▶ About this exercise
Your answer must be an exact copy of the listing below.

▶ Material for the task

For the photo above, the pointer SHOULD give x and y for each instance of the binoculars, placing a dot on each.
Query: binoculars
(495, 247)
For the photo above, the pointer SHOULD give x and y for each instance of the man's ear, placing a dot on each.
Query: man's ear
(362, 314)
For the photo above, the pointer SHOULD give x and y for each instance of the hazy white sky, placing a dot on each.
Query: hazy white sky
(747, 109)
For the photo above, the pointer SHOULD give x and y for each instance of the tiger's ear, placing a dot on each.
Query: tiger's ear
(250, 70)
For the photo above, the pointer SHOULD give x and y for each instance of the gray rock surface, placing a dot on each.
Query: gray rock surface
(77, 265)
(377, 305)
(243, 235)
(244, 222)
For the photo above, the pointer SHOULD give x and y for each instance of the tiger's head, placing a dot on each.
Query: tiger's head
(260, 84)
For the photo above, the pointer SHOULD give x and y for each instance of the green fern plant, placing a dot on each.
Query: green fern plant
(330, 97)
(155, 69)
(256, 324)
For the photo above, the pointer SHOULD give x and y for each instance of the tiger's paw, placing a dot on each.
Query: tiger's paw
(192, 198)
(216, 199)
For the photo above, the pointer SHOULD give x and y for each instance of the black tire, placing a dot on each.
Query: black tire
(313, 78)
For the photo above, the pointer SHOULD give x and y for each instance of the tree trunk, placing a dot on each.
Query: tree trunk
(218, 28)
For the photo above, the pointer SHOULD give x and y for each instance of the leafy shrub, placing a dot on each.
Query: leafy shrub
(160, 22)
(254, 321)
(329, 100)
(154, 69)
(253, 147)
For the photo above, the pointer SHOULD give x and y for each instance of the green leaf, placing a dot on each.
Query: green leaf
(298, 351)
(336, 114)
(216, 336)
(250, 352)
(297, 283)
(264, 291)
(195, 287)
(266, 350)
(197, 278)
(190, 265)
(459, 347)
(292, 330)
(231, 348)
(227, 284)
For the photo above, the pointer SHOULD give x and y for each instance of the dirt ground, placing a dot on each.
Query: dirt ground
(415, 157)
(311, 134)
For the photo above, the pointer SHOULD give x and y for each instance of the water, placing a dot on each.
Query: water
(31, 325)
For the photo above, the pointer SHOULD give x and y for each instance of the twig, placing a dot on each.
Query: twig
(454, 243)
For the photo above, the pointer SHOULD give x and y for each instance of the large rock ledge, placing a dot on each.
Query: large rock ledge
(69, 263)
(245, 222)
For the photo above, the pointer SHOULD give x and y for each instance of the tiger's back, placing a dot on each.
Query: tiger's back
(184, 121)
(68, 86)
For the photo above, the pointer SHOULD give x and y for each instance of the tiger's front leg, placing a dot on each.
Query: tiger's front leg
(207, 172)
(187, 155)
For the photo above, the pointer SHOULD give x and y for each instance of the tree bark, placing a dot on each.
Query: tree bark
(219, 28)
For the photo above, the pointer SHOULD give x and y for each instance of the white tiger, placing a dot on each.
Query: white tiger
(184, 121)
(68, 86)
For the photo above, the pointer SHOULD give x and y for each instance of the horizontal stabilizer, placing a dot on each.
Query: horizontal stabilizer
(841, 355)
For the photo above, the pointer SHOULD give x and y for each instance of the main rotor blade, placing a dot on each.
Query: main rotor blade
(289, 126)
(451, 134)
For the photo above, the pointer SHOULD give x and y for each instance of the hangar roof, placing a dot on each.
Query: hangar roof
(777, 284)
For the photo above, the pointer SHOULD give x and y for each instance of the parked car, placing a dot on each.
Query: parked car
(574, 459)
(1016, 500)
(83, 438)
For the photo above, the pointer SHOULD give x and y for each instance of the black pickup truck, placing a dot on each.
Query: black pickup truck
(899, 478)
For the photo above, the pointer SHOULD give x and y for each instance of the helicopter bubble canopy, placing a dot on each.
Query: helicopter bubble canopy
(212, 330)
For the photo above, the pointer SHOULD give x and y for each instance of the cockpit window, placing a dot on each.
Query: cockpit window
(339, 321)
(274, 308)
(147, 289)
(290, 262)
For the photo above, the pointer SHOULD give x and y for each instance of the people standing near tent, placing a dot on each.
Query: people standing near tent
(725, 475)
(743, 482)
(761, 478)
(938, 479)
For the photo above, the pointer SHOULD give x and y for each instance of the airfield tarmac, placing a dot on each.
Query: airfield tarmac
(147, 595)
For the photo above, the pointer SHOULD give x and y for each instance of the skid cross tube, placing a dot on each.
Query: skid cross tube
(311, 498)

▶ Written response
For the photo above, the pointer SHOULD give x and y for each instance of the binoculars, placing a dot on each.
Query: binoculars
(495, 247)
For the photo above, the pointer SHOULD give x and y for each instance of the man's ear, placing a dot on each.
Query: man's ear
(362, 314)
For the photo above, the pointer SHOULD give x and y for each instance of the hazy white sky, placing a dot on each.
Query: hazy white sky
(747, 109)
For the photo above, the pointer SHOULD give x and y for each instance of the tiger's ear, placing a dot on each.
Query: tiger's ear
(250, 70)
For the photo above, the pointer SHOULD give x and y for each instance of the gray rock surface, placing a dot on each.
Query: gray rock surface
(77, 265)
(377, 305)
(243, 235)
(244, 222)
For the photo above, the pointer SHOULD give x and y for each instance of the tiger's head, placing a dot on each.
Query: tiger's head
(260, 84)
For the photo above, the pointer SHOULD give x and y for each instance of the green fern plant, placing a dot on each.
Query: green fern plant
(330, 97)
(155, 69)
(256, 324)
For the photo above, the pointer SHOULD give x and y for each instance of the tiger's paw, placing a dot on each.
Query: tiger's paw
(192, 198)
(216, 199)
For the photo above, the pointer SHOULD give x and y for each instance of the black tire, placing a dot on each.
Query: black tire
(313, 78)
For the photo above, the pointer SHOULD give x and y for each instance of the tree trunk, placing a dot on each.
Query: tree trunk
(218, 28)
For the photo above, the pointer SHOULD give x and y for each instance of the leafy shrub, placing a dot on each.
Query: leafy shrub
(160, 22)
(254, 321)
(329, 100)
(154, 69)
(253, 147)
For the photo above, the pointer SHOULD give x and y for each instance of the green leaf, placing a dot on each.
Query: green leaf
(298, 351)
(336, 114)
(216, 336)
(250, 352)
(297, 283)
(264, 291)
(195, 287)
(266, 350)
(197, 278)
(190, 265)
(459, 347)
(292, 330)
(231, 348)
(227, 284)
For the photo above, the pointer SHOULD give x and y for each instance of the dirt ground, placing a dot on each.
Query: dirt ground
(415, 157)
(311, 134)
For the photo above, the pointer SHOULD give x and y for each instance of the water, placing a dot on each.
Query: water
(31, 325)
For the photo above, the pointer SHOULD give x and y for each instance of the twig, placing a dot on each.
Query: twig
(454, 243)
For the photo above, the pointer SHOULD give x and y for each instance of the large rock ledge, placing a dot on each.
Query: large rock ledge
(69, 263)
(245, 222)
For the photo above, the pointer SHOULD give x and y for each instance of the tiger's back, placing a dot on each.
Query: tiger's back
(184, 121)
(68, 86)
For the photo above, the pointer SHOULD give x and y for each instance of the tiger's front leg, placing a dot on each.
Query: tiger's front leg
(207, 172)
(187, 155)
For the photo above, the pointer SHOULD give x and y for each instance of the tree bark, placing a dot on each.
Query: tree bark
(219, 28)
For the photo above, the pointer SHOULD give x and y for each instance of the white tiger, placing a dot on each.
Query: white tiger
(184, 121)
(68, 86)
For the photo above, the pointer SHOULD give x and y for each instance of the horizontal stabilizer, placing a dot on each.
Query: horizontal stabilizer
(841, 355)
For the photo above, the pointer SHOULD give x and y for each instance of the main rotor blade, placing a dot on each.
Query: main rotor blade
(289, 126)
(451, 134)
For the photo above, the pointer SHOULD give x and y for each instance of the hangar roof, placing a dot on each.
Query: hangar roof
(777, 284)
For the photo above, the pointer SHOULD give x and y for each instance of the parked car, placing a dot on each.
Query: parked car
(574, 459)
(1016, 500)
(83, 438)
For the photo above, the pointer SHOULD give x and y for each instance of the black pickup truck, placing a dot on each.
Query: black pickup truck
(899, 478)
For the photo above, the pointer SHOULD give x and y for each instance of the helicopter bubble canopy, placing a dot on each.
Query: helicopter bubble canopy
(212, 330)
For the photo above, the pointer SHOULD give x and y for each instance of the cockpit window, placing a dot on each.
Query: cockpit window
(339, 321)
(274, 308)
(147, 289)
(290, 262)
For the photo above, the pointer SHOULD give x and y for each instance of the people standing near tent, placing a dot on each.
Query: people standing near tent
(725, 475)
(743, 482)
(761, 478)
(938, 479)
For the photo above, the pointer SHOULD give x and y for each instance of the airfield tarmac, placing a dot on each.
Query: airfield tarmac
(147, 595)
For the photo above, the pointer SHOULD give x and y for each instance of the skid cross tube, placing a dot on each.
Query: skid cross tube
(311, 498)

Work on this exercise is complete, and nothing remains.